_What is being asked_.
Update the data below by changing every "Draw a tight bounding box" to "Draw a snug bounding box" and leaving all other text unchanged.

(Stored entries)
* Begin *

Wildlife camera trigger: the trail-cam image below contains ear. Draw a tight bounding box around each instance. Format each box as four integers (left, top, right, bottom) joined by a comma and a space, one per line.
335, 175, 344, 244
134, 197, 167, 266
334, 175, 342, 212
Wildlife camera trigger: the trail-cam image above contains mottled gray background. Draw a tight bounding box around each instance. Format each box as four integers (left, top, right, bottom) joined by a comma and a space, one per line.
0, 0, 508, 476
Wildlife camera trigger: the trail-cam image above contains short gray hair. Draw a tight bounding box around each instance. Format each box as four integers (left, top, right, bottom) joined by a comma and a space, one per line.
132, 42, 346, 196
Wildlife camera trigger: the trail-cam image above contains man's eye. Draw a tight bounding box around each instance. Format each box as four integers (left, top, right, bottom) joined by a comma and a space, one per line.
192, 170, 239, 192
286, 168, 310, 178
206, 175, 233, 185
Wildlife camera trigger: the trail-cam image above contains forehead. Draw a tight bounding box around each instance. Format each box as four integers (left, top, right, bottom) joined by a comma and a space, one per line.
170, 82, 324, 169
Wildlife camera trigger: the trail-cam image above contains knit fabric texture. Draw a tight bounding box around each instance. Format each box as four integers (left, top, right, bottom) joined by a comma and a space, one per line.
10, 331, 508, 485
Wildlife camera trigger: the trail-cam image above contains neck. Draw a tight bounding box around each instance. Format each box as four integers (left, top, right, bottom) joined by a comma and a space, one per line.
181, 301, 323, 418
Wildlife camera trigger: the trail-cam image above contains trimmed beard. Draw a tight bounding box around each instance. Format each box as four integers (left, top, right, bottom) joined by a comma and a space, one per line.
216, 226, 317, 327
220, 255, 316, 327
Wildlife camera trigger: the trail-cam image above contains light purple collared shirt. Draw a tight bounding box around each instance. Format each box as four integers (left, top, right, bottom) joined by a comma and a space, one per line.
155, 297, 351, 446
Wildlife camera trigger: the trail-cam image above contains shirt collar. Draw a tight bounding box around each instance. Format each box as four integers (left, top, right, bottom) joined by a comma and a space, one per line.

* End *

_Exercise output_.
Wildlife camera trigger: the trail-cam image below contains ear. Draw a snug bounding box around each instance. Format each box as four integers (left, top, right, bottom) joined by a comma and a space, one per line.
335, 175, 344, 244
134, 197, 167, 266
334, 175, 342, 212
Wildlife camera trigger: the trail-cam image above contains mottled gray background. Draw a snug bounding box around each instance. Format each box as four integers (left, top, right, bottom) joined by a comma and a space, one per line.
0, 0, 508, 476
Wildlife camera trigger: the trail-cam image above contains short gray hair. Draw a snug bounding box around each instance. Format each box as four integers (left, top, right, bottom) joined by a comma and a space, one per line.
132, 42, 346, 196
Wildlife camera trigger: the trail-cam image above contains man's eye. Draw a snug bounding box around each instance. Format each box as four integers (left, top, right, bottom) joined by a comma and a space, one per line.
192, 170, 239, 192
286, 168, 310, 178
206, 175, 233, 185
Wildlife camera trigger: the trail-cam image above contains forehead. Draw a snug bounding box around each instance. Format each box as four integers (left, top, right, bottom) joined by a comma and a space, one per line.
170, 82, 324, 169
Wildlife camera trigger: the trail-cam image above contains knit fabric texture. Draw a snug bounding box around each instance. Format each box as four integers (left, top, right, bottom) joined by a comma and a space, one per line.
10, 331, 508, 485
Wildlife camera trigger: the trail-cam image above contains neck. Draw a snug bounding box around each instance. Format each box as four integers (left, top, right, bottom) joined by a comma and a space, one per line.
181, 301, 323, 418
Wildlife camera trigger: the trail-cam image above contains trimmed beard. Draw a snug bounding box around each instance. Format each box as four integers (left, top, right, bottom) joined by a comma and a space, one per line.
216, 226, 317, 327
220, 255, 316, 327
Wildlife camera trigger: the trail-cam image above contains light purple collared shirt. Draw a snug bounding box around each instance. Format each box as four integers (left, top, right, bottom) joined by a comma and a space, one per line.
155, 297, 351, 446
Wildlife camera trigger: the trail-cam image above contains shirt collar. Draw a snug bounding box around each instance. Format each box as four integers (left, top, right, bottom) joined by a comma and a space, one per line.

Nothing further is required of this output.